**AIM OF THE TASK**
According to the text on Carl Posner, what is the "Posner test" used to determine? Please answer in one sentence.

**QUOTED PASSAGE**
----

Carl Posner (16 December 1854 - 20 December 1928) was a German urologist.

Posner was born in Berlin. He studied natural sciences and medicine at several German universities, receiving his PhD at Leipzig in 1875 and his medical doctorate at Giessen in 1880. Afterwards, he settled into a medical practice in Berlin, and in the meantime, received training in urology as a private assistant to Ernst Fürstenheim (1836–1904). In 1889 he obtained his habilitation, and shortly afterwards worked as a lecturer at Friedrich-Wilhelms-Universität in Berlin, where in 1903 he became an associate professor of internal medicine. He died in Berlin, aged 74.

He is remembered for his pioneer work involving testicular puncture biopsy in the investigation of infertility in humans, as well as for the eponymous "Posner test", a means used for determining the presence of albumin in urine.

----

(Natural-language region descriptions)

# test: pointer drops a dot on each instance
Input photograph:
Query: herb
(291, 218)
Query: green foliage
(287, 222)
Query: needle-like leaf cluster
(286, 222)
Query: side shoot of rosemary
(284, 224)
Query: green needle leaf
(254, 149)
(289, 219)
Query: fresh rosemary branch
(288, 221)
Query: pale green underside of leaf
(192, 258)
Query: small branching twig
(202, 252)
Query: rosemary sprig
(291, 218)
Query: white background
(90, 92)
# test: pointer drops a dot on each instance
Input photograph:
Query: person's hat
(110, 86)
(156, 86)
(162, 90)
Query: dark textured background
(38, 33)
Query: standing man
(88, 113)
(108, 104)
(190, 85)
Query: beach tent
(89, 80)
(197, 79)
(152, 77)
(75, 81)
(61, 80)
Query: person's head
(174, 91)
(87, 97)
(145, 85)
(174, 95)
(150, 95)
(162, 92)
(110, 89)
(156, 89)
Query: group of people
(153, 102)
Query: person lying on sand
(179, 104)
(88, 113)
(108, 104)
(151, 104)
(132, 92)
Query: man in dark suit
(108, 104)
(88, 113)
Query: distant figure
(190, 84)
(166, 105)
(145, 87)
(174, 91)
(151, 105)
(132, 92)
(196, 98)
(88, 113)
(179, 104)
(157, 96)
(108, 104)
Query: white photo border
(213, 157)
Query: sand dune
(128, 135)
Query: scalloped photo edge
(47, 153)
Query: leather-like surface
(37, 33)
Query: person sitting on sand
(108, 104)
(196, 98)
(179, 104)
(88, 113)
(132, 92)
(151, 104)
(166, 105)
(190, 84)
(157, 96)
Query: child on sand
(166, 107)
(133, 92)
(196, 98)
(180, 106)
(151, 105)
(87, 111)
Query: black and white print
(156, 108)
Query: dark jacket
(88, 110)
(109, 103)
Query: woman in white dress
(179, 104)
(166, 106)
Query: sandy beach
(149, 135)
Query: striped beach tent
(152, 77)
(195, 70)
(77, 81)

----

**WRITTEN ANSWER**
The "Posner test" is used to determine the presence of albumin in urine.